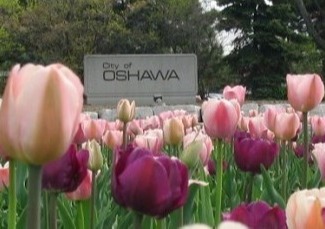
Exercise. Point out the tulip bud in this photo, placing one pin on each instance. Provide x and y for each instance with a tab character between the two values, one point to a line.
173	131
95	161
191	154
125	110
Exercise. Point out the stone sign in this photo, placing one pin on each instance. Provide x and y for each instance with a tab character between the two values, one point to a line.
147	79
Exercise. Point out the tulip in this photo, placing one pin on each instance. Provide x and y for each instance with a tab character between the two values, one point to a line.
220	118
305	92
286	126
258	215
80	137
173	131
256	127
207	145
113	138
305	209
251	153
95	161
269	116
125	110
40	112
237	92
66	173
4	176
83	191
94	128
151	139
231	225
149	184
318	125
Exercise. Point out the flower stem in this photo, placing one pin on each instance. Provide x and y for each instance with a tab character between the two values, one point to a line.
125	136
285	171
249	188
219	181
34	197
93	200
12	195
80	216
306	156
137	220
52	210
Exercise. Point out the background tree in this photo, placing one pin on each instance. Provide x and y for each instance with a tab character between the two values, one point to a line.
268	45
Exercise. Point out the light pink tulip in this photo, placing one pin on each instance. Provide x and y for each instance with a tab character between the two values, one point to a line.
305	92
113	138
83	192
318	125
173	131
237	92
304	209
80	137
94	128
151	139
286	126
220	118
40	112
319	153
207	148
269	116
243	123
256	127
4	176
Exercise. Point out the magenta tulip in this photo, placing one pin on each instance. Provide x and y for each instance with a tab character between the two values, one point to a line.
150	184
305	92
220	118
40	112
66	173
258	215
83	191
251	153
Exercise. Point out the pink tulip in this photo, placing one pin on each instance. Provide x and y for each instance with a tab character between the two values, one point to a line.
305	92
305	209
94	128
220	118
83	192
256	127
237	92
286	126
40	112
318	125
151	139
173	131
243	123
113	138
80	137
4	176
269	116
207	148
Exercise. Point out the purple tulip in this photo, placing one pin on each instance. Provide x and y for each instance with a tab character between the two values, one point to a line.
150	184
66	173
258	215
251	153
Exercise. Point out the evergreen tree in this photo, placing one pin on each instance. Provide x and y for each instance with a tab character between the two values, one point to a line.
266	45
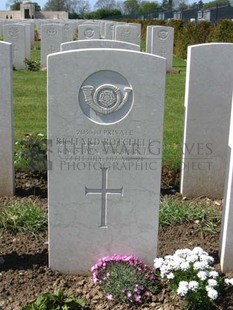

==*==

Only the pictures may be dropped; print every record exactly as given.

§ Solution below:
Exercise. Point out the tulip bud in this photo, placing one pin on each instance. Provide x and y for each instance with a tab character between the two values, one point to a line.
173	131
95	161
191	154
125	110
Exercise. Point out the stone sign in this photo, placing one pin on each instance. Provide x and y for each instance with a tab character between the two values, one point to a line.
147	79
Exercise. Point out the tulip in this photo, placing one pin on each instance. Provide x and y for each instance with a tab character between the two values, one point to a line.
220	118
305	92
286	126
258	215
80	137
173	131
256	127
207	145
113	138
305	209
251	153
95	161
269	116
125	110
40	112
237	92
66	173
4	176
83	191
94	128
151	139
231	225
149	184
318	125
Exercise. Point out the flower stem in this photo, placing one pin on each instance. Provide x and y for each instance with a tab character between the two values, one point to a line.
125	136
285	171
249	188
219	181
34	197
93	200
12	195
80	216
306	156
137	220
52	210
Exercise. Point out the background tree in this photo, placing one pin on each instance. Provide x and y for each instance with a tab character between the two values, one point to a line.
268	45
Exercise. Point out the light pink tulip in this photo, placing one pin on each instance. Provide x and y for each instance with a tab character between the two values, one point to a line.
305	92
113	138
83	192
318	125
173	131
237	92
304	209
80	137
94	128
151	139
286	126
220	118
40	112
319	153
207	148
269	116
243	123
256	127
4	176
Exercise. Point out the magenta tulip in this photo, placing one pin on each instance. Provide x and y for each instance with a tab character between the two values, one point to a line.
150	184
305	92
220	118
40	112
66	173
258	215
83	191
251	153
Exercise. Point out the pink tulip in this photo, placing one pin on each instance. Provide x and y for each instance with a tab character between the two values, one point to a line.
305	92
305	209
94	128
220	118
83	192
256	127
237	92
286	126
40	112
318	125
151	139
173	131
243	123
113	138
80	137
4	176
269	116
207	148
Exercise. Point out the purple tulip in this photo, placing one pin on each instance. Provide x and y for each instance with a tab character between the two values, one point to a line.
150	184
66	173
258	215
251	153
Exercise. Point out the evergreen tree in this photo, placing one pin on each instance. Provide x and y for each instance with a tab character between the two values, one point to a line.
266	45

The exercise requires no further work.